* [DO THIS]:
Copy the data from its first line through the line that contains "55, 84, 626, 242", increasing each coordinate in the answers by 145 and leaving every other line unchanged.

*** AVAILABLE DATA

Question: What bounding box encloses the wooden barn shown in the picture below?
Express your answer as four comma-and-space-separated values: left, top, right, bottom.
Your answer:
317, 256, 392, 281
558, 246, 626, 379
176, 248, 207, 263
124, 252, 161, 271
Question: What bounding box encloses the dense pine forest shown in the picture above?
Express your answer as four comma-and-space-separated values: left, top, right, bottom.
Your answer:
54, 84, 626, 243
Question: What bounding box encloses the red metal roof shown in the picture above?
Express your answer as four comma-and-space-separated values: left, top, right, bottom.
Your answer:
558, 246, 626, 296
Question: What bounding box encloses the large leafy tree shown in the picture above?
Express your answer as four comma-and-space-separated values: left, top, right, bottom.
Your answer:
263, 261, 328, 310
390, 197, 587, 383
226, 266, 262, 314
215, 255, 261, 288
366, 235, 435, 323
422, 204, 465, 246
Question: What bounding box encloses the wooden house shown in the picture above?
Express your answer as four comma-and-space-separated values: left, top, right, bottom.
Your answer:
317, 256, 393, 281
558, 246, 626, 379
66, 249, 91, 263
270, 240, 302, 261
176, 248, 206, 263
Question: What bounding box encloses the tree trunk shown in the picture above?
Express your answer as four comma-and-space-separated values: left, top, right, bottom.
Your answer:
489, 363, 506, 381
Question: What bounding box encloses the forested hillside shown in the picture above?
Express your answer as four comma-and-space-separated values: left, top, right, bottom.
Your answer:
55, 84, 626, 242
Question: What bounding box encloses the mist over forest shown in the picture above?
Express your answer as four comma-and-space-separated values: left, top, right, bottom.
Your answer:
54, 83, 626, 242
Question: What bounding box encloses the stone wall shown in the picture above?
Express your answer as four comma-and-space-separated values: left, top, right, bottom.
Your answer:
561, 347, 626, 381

******

* [IN RESPONSE]:
Question: What bounding box encloses the wooden barn shown in the picture below?
Express your answer as four comma-and-space-separated values: left, top, right, bottom.
Your answer:
462, 401, 537, 426
703, 391, 771, 524
321, 393, 352, 408
269, 397, 306, 416
Question: What bounding box encloses the dense pine forest shown in the picture above?
Express your answer as four comma-and-space-separated values: left, top, right, bottom.
Your answer:
199, 229, 771, 388
Question: What bounding box encloses the red metal roof shown in the picture above?
Express your answer as four comma-and-space-separated values: left, top, right, bottom.
Your answer:
703, 391, 771, 441
Question: What bounding box encloses the large leafy tree shown in the picture above?
Express your answer as four comma-and-space-separated values: left, top, right, bottom.
Your answer:
408, 406, 473, 455
535, 342, 732, 528
371, 411, 407, 459
360, 400, 406, 433
511, 380, 580, 468
567, 349, 610, 391
Question: What bounding box encloses the wooden house shown in the picture above?
Express your answer as four comma-and-space-separated values: left, top, right, bottom.
Your answer:
462, 401, 538, 426
703, 391, 771, 524
211, 394, 236, 408
415, 385, 447, 406
321, 393, 351, 408
Question: What bounding box encloses the tree trunk shown in the picture above?
Express your answer as four comma-and-space-separated values: left, top, right, bottom.
Your answer:
634, 508, 651, 526
Question: What bounding box encloses the forested hillside shown in the picture above?
Express your answer as four comma-and-space-separated values: left, top, right, bottom.
Your answer:
200, 229, 771, 387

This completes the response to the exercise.